## WHAT YOU SHOULD DO
All entries below are to be set down again exactly as given.

Referring expression data:
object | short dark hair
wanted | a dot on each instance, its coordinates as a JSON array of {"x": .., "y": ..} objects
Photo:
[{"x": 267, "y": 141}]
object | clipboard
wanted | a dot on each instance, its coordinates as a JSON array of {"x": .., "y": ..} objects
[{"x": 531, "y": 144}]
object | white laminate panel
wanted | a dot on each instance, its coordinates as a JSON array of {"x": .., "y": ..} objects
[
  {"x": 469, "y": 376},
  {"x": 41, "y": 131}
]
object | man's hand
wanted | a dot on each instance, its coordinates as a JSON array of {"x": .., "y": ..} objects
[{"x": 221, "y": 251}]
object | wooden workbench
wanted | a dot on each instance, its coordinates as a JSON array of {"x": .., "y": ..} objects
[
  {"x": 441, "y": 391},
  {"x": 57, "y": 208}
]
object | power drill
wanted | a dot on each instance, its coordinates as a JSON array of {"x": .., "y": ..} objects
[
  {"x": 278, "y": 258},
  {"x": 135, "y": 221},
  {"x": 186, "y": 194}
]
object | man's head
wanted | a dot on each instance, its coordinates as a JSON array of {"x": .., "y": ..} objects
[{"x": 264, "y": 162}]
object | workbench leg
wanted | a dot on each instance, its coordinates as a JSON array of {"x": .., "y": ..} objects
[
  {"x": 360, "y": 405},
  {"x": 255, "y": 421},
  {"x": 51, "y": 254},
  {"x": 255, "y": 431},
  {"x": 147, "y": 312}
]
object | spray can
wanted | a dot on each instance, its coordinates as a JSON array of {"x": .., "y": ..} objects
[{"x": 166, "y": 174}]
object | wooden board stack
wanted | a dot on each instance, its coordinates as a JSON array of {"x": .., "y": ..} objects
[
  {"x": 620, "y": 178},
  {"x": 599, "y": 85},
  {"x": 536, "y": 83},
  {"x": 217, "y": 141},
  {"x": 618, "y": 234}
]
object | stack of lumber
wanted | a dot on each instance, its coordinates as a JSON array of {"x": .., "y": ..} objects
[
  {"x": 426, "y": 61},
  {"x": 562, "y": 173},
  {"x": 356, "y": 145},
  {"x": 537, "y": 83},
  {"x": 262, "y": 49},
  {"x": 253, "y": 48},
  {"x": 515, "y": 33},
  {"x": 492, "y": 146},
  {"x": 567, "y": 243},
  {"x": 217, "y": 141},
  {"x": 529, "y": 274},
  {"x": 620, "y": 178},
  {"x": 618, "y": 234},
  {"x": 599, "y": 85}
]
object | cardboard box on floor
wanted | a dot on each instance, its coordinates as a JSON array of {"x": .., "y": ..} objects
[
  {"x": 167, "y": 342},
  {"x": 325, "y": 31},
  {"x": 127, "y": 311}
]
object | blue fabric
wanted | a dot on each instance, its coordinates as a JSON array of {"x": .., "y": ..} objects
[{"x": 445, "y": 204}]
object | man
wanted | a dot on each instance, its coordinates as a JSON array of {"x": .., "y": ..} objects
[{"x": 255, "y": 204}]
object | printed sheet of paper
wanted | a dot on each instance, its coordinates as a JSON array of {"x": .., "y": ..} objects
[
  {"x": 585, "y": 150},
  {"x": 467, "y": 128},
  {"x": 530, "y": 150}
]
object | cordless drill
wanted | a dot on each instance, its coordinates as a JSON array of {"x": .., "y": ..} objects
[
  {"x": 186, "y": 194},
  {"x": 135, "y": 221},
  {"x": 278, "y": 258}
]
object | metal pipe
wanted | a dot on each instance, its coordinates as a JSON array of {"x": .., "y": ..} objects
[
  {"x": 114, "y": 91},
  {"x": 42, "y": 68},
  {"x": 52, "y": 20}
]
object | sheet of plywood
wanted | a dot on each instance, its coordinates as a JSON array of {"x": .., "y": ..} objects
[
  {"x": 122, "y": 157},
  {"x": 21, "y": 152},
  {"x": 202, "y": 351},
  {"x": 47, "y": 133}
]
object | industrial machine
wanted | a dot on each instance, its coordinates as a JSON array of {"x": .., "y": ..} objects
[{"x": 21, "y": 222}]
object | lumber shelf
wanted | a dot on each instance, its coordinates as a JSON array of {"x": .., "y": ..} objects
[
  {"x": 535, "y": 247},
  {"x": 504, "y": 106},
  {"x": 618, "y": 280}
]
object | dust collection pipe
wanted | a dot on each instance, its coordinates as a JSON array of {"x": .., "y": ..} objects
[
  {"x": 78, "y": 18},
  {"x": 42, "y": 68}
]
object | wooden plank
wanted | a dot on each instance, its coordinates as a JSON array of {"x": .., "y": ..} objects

## EXERCISE ANSWER
object | short dark hair
wanted | a dot on each instance, its coordinates as a JSON array of {"x": .., "y": ..} objects
Photo:
[{"x": 267, "y": 141}]
object | clipboard
wanted | a dot on each instance, its coordinates as a JSON array of {"x": .., "y": ..} objects
[{"x": 531, "y": 144}]
object | white laminate panel
wanted | a dot on each instance, its coordinates as a JSON array of {"x": .., "y": ..} objects
[
  {"x": 469, "y": 376},
  {"x": 41, "y": 131}
]
object | man's hand
wanted | a dot on each instance, its coordinates as a JSON array of {"x": .., "y": ..} objects
[{"x": 221, "y": 251}]
object | wooden workbench
wanted | a dot on each instance, its coordinates as a JSON array of {"x": .., "y": ..} objects
[
  {"x": 441, "y": 391},
  {"x": 57, "y": 208}
]
object | power drill
wanted | a dot on each instance, its coordinates as a JSON array of {"x": .., "y": ..} objects
[
  {"x": 278, "y": 258},
  {"x": 135, "y": 221},
  {"x": 186, "y": 194}
]
object | man's head
wanted | a dot on each instance, its coordinates as a JSON array of {"x": .., "y": ..} objects
[{"x": 264, "y": 162}]
object | workbench leg
wanted | a dot on each instance, its coordinates as a JSON array of {"x": .., "y": ..} objects
[
  {"x": 360, "y": 405},
  {"x": 255, "y": 421},
  {"x": 51, "y": 254},
  {"x": 255, "y": 431},
  {"x": 147, "y": 312}
]
object | spray can
wanted | a dot on each instance, its coordinates as a JSON array of {"x": .., "y": ..} objects
[{"x": 166, "y": 174}]
object | wooden board stack
wanted | a dot on each instance, its coordinates as a JSON array of {"x": .., "y": ..} objects
[
  {"x": 620, "y": 178},
  {"x": 599, "y": 85},
  {"x": 536, "y": 83},
  {"x": 217, "y": 141},
  {"x": 618, "y": 234}
]
object | stack of lumber
wanted | a dot on each instance, its coordinates as a JSON array of {"x": .., "y": ..} objects
[
  {"x": 426, "y": 61},
  {"x": 562, "y": 173},
  {"x": 356, "y": 145},
  {"x": 537, "y": 83},
  {"x": 262, "y": 49},
  {"x": 253, "y": 48},
  {"x": 515, "y": 33},
  {"x": 492, "y": 146},
  {"x": 567, "y": 243},
  {"x": 217, "y": 141},
  {"x": 529, "y": 274},
  {"x": 620, "y": 178},
  {"x": 618, "y": 234},
  {"x": 599, "y": 85}
]
object | cardboard box on floor
wanted | a dot on each instance, its coordinates as a JSON array of {"x": .., "y": ..} objects
[
  {"x": 167, "y": 342},
  {"x": 325, "y": 31},
  {"x": 127, "y": 311}
]
object | blue fabric
wanted | a dot on each instance, its coordinates as a JSON array of {"x": .., "y": ..} objects
[{"x": 445, "y": 204}]
object | man
wanted | a dot on each instance, its coordinates as a JSON array of {"x": .., "y": ..} objects
[{"x": 255, "y": 204}]
object | printed sheet of paper
wanted | a dot on each instance, its coordinates as a JSON array of {"x": .., "y": ..} objects
[
  {"x": 585, "y": 150},
  {"x": 467, "y": 128},
  {"x": 530, "y": 150}
]
object | cordless drill
wanted | a dot on each instance, its coordinates as a JSON array of {"x": .., "y": ..} objects
[
  {"x": 186, "y": 194},
  {"x": 135, "y": 221},
  {"x": 278, "y": 258}
]
object | metal pipe
wanted | a dot on each instance, its coordinates as a JSON array of {"x": .., "y": ..} objects
[
  {"x": 114, "y": 91},
  {"x": 42, "y": 68},
  {"x": 52, "y": 20}
]
object | sheet of plywood
wanted | a dot on each instance, its coordinates as a JSON array of {"x": .., "y": ..} objects
[
  {"x": 122, "y": 157},
  {"x": 21, "y": 152},
  {"x": 202, "y": 351},
  {"x": 47, "y": 133}
]
object | industrial machine
wanted | a dot on each instance, its coordinates as a JSON array of {"x": .., "y": ..} objects
[{"x": 21, "y": 222}]
object | lumber shelf
wanted | a dot on each instance, its coordinates as a JSON array of {"x": .., "y": ..} objects
[
  {"x": 535, "y": 247},
  {"x": 504, "y": 106},
  {"x": 618, "y": 280}
]
object | dust collection pipe
wanted | a dot on each instance, its coordinates as a JSON array of {"x": .., "y": ..} objects
[
  {"x": 78, "y": 18},
  {"x": 42, "y": 68}
]
object | wooden plank
wanted | a dot on each instance, its coordinates as a JSON array of {"x": .., "y": ..} objects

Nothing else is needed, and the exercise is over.